*** Opening of GIVEN DATA ***
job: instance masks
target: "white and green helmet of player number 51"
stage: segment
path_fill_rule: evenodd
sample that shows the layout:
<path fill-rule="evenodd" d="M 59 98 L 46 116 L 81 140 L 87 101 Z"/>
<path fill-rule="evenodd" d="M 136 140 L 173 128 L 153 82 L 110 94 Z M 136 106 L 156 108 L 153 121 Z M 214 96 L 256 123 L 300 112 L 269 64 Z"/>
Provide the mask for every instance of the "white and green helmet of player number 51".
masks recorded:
*** Close of GIVEN DATA ***
PROBLEM -
Every line from the one containing "stage: segment" through the last line of the entries must be written out verbatim, and no other line.

SOLUTION -
stage: segment
path_fill_rule: evenodd
sample that shows the layout:
<path fill-rule="evenodd" d="M 59 98 L 46 116 L 81 140 L 87 101 Z"/>
<path fill-rule="evenodd" d="M 136 140 L 173 128 L 153 82 L 110 94 Z M 136 106 L 156 108 L 153 121 Z M 214 96 L 256 123 L 300 112 L 269 64 Z"/>
Provide the mask for every instance of the "white and green helmet of player number 51".
masks recorded:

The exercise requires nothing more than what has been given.